• Yazılı görev 1: Aşağıdaki bayilik sözleşmesi davasıyla ilgili metinden "Davalı şirketin ticari" ile başlayıp "gerçekleştirdiği tespit edilmiştir." ile biten bölümü hiçbir şeyini değiştirmeden tekrar yaz.

• Kaynak metin parçası:
● ● ●

Davalı şirketin ticari defter ve belgeleri incelenmek suretiyle bilirkişi ——- tarafından düzenlenen — havale tarihli bilirkişi raporuna göre; davalının—– yılında ———- yılında —— yılında —— yılında ———– yılında —- taahhüt edilenden eksik alım gerçekleştirdiği tespit edilmiştir.
Bilirkişiler ——– tarafından düzenlenen — tarihli bilirkişi raporuna göre; Davacı yanın ———- dönemi için ——— cezai şart talep edebileceği, talep sahibi davacı şirketin ilgili tarihleri kapsar hesaplamaya elverişli hukuki nitelikli verileri dosyaya sunması halinde, kar mahrumiyeti talebinde bulunduğu ——– tarihi ile sözleşmenin bitim tarihi ——— tarihi arasında kalan periyota ilişkin kar mahrumiyetinin hesaplanabileceği belirtilmiştir.
Bilirkişiler ——– tarafından düzenlenen —- tarihli ek bilirkişi raporuna göre; Davacının ————- tarihleri arasındaki dönem için ——— cezai şart talep edebileceği, ———– tarihleri arasındaki dönem için brüt kar mahrumiyetinin en yüksek satış dikkate alındığında —— olacağı, satış taahhüdü dikkate alındığında ———– olacağı bildirilmiştir.
Dava, bayilik sözleşmesinin süresinden önce feshi nedeniyle kar mahrumiyetinden kaynaklanan alacak ile sözleşme süresi boyunca alım taahhütlerinin yerine getirilmemesi nedeniyle oluşan cezai şart alacağının tahsili istemine ilişkindir.
Taraflar arasında ——-tarihli, ——-ile aynı tarihli—————başlıklı – yıl süreli sözleşmelerin imzalandığı, davalı bayinin taahhütname uyarınca sözleşme süresi içinde anılan istasyonda her yıl için —- ton olmak üzere beş yılda toplam ——— ürünü satışı yapmayı taahhüt ettiği, bayinin ayrıca sözleşmeye aykırı hareket etmesi halinde sözleşme süresi sonuna kadar satması gereken ———- çarpılması ile tespit edilecek cezai şartı ödemeyi kabul ve taahhüt ettiği, taraflar arasındaki sözleşmenin ——- tarihinde sona erdiği, davacının iş bu dava ile sözleşmenin kurulduğu —-tarihinden sözleşmenin sona erdiği ——– tarihine kadarki yıllık alım taahhütlerinin yerine getirilmemesinden kaynaklanan cezai şart alacağı ile sözleşmenin sona erdiği ———– sözleşmenin sona ermesi gereken ——— tarihi arasındaki dönem için kar mahrumiyetinden kaynaklanan maddi zararının giderilmesini talep ettiği görülmüştür.

● ● ●

• Verilen kayıtlar:

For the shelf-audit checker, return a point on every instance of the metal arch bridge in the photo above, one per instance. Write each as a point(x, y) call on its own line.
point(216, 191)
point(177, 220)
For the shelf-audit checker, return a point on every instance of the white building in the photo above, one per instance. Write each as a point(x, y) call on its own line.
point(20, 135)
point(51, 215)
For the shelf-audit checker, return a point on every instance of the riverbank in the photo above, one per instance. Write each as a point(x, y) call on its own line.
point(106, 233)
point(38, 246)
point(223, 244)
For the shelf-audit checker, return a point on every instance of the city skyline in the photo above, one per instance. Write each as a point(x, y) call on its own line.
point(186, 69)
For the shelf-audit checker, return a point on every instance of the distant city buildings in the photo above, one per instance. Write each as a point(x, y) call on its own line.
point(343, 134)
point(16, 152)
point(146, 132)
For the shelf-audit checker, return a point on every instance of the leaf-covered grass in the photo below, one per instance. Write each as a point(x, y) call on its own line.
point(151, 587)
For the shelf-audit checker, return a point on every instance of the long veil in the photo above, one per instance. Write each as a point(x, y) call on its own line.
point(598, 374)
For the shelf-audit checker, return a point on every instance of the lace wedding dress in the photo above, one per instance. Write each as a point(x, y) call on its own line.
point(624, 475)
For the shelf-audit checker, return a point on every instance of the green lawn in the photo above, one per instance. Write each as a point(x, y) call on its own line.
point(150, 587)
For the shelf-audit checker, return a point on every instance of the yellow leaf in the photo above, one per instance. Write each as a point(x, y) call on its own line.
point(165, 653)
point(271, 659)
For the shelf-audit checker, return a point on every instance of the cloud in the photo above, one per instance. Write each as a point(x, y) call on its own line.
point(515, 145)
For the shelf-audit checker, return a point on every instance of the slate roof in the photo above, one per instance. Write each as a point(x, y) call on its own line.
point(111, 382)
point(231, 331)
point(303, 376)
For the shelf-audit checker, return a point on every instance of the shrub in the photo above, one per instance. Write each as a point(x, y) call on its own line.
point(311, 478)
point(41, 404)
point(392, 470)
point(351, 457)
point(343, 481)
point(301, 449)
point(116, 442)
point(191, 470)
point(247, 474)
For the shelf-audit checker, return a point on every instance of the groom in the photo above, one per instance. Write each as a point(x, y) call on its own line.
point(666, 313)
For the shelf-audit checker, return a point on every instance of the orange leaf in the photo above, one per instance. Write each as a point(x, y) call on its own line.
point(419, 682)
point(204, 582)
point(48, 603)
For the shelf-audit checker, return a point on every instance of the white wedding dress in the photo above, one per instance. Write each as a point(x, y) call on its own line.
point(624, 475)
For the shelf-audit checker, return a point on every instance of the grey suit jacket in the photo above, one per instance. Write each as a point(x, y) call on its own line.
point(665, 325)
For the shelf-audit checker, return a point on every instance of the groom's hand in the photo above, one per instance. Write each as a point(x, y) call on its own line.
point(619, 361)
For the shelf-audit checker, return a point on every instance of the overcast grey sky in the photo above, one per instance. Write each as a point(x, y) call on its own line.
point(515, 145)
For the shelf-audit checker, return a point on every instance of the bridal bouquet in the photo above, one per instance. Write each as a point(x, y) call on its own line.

● ● ●

• Yazılı görev 2: Yukarıdaki kayıtlarda "of the slate" ifadesinin geçtiği satırla başlayıp kayıtların son satırıyla biten kısmı, iki uç da dahil, aynen yeniden yaz.

• Doğru sonuç 1:
Davalı şirketin ticari defter ve belgeleri incelenmek suretiyle bilirkişi ——- tarafından düzenlenen — havale tarihli bilirkişi raporuna göre; davalının—– yılında ———- yılında —— yılında —— yılında ———– yılında —- taahhüt edilenden eksik alım gerçekleştirdiği tespit edilmiştir.

• Doğru sonuç 2:
For the shelf-audit checker, return a point on every instance of the slate roof in the photo above, one per instance. Write each as a point(x, y) call on its own line.
point(111, 382)
point(231, 331)
point(303, 376)
For the shelf-audit checker, return a point on every instance of the shrub in the photo above, one per instance. Write each as a point(x, y) call on its own line.
point(311, 478)
point(41, 404)
point(392, 470)
point(351, 457)
point(343, 481)
point(301, 449)
point(116, 442)
point(191, 470)
point(247, 474)
For the shelf-audit checker, return a point on every instance of the groom in the photo above, one per instance. Write each as a point(x, y) call on its own line.
point(666, 313)
For the shelf-audit checker, return a point on every instance of the orange leaf in the photo above, one per instance. Write each as a point(x, y) call on its own line.
point(419, 682)
point(204, 582)
point(48, 603)
For the shelf-audit checker, return a point on every instance of the white wedding dress in the photo above, one per instance. Write each as a point(x, y) call on its own line.
point(624, 475)
For the shelf-audit checker, return a point on every instance of the grey suit jacket in the photo above, one per instance. Write each as a point(x, y) call on its own line.
point(665, 325)
For the shelf-audit checker, return a point on every instance of the groom's hand in the photo above, one per instance. Write each as a point(x, y) call on its own line.
point(619, 361)
For the shelf-audit checker, return a point on every instance of the overcast grey sky in the photo above, one per instance. Write each as a point(x, y) call on its own line.
point(515, 145)
For the shelf-audit checker, return a point on every instance of the bridal bouquet in the photo above, one per instance. Write each as a point(x, y) call on its own line.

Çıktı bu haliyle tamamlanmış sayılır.